##### Excerpt provided #####

IAM complexity is the second. Modern cloud identity systems, AWS IAM, Azure Active Directory, GCP IAM among them, are deliberately granular. Granularity creates security. Granularity also creates cognitive overload. The average enterprise cloud environment carries 173 unused IAM roles, each a potential escalation path for a credential that was never rotated. Solove’s observation that privacy duties are often carried out “in a hollow, symbolic way” applies directly to IAM governance. Organizations create the policies. They review them annually. The drift accumulates in the weeks between reviews.
Encryption theater is the third. When only 21% of organizations encrypt more than 60% of sensitive data, the question is not whether encryption works. It does. The question is why organizations that are legally required to protect data choose not to encrypt it. The answer is operational friction: encryption adds latency, key management requires expertise, and audit requirements for key access create overhead that most teams treat as optional. Encryption becomes a checkbox for data the regulator is most likely to inspect, and a gap everywhere else.
The logging paradox is the fourth and least discussed. GDPR compliance requires audit logs: evidence that data was accessed appropriately, that rights requests were fulfilled, that retention schedules were followed. Those logs must be stored, which means they must be secured. Secured logs are attack surface. The people managing that attack surface are the same talent pool responsible for the 65% error rate. The regulator requires the evidence that creates the vulnerability.
The Sovereignty Spectrum Nobody Draws
Here’s the distinction that the GDPR conversation consistently elides: sovereignty is not binary.
The compliance community treats it as though you either have rights frameworks in place or you don’t. The security community treats it as though you either have zero-trust architecture or you’re exposed. Neither framing is useful for the majority of organizations that sit somewhere in the pragmatic middle; too large to ignore the problem, too resource-constrained to solve it absolutely.

##### Data provided #####

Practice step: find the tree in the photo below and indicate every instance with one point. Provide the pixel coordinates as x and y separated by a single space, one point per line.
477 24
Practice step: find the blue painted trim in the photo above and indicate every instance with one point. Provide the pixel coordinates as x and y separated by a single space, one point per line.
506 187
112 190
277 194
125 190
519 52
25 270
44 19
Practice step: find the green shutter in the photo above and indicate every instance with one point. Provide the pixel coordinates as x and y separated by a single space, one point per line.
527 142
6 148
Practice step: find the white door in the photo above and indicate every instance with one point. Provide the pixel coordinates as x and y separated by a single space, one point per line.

#####

- **Required work**
(a) Answer these questions about the passage on GDPR and cloud security above, marking each answer with the matching numeral.
(i) How many unused IAM roles does the average enterprise cloud environment carry?
(ii) What percentage of organizations encrypt more than 60% of their sensitive data?
(iii) Of what three things must GDPR audit logs provide evidence?
(b) Extend the passage on GDPR and cloud security, picking up after its final sentence.

- **Replies**
(a)
(i) 173
(ii) 21%
(iii) That data was accessed appropriately, that rights requests were fulfilled, and that retention schedules were followed

(b)
Veliz argues, correctly, that big tech’s most effective rhetorical move was framing privacy as a personal preference, a setting you can toggle in your browser, rather than a structural condition. The same move happens in the enterprise compliance space. GDPR became a toggle. A DPA signed. A checkbox checked. The structural condition got abstracted away into vendor agreements: who physically controls this data, under which jurisdiction’s law, with which encryption key.
Solove’s contextual integrity framework provides a more useful lens. The question is not whether your data is GDPR-compliant. The question is whether its use in each context matches the norms under which it was originally shared. Customer behavioral data collected to improve product UX does not, by contextual norms, belong in an LLM training dataset. A medical record shared with a primary care physician does not, by contextual norms, belong in a health insurance underwriting model. These violations happen continuously, at scale, within organizations that are simultaneously GDPR-compliant.
What true data sovereignty actually requires is a spectrum of controls:
At the minimum: encryption keys that you hold, not your cloud provider. This is achievable today with Customer-Managed Encryption Keys (CMEK) on most hyperscaler platforms. Most organizations don’t activate it because key management responsibility is operationally inconvenient.
At the intermediate level: architectural choices that limit data centralization. A causal graph that stores the relationship between events rather than the raw events themselves. A memory layer that preserves reasoning context without centralizing transcript data. Tools that enforce purpose limitation at the data layer rather than the policy layer.
At the maximum: sovereign cloud deployments. Dedicated infrastructure in a defined jurisdiction, with personnel vetting, air-gapped from shared hyperscaler resources. AWS Sovereign Cloud, Oracle Sovereign Cloud, and Microsoft’s regulated government cloud offerings exist for this use case. They cost multiples of standard cloud pricing because they’re not using efficiency gains from shared infrastructure.
Most organizations belong somewhere in the middle of this spectrum. Most compliance frameworks pretend the middle doesn’t exist.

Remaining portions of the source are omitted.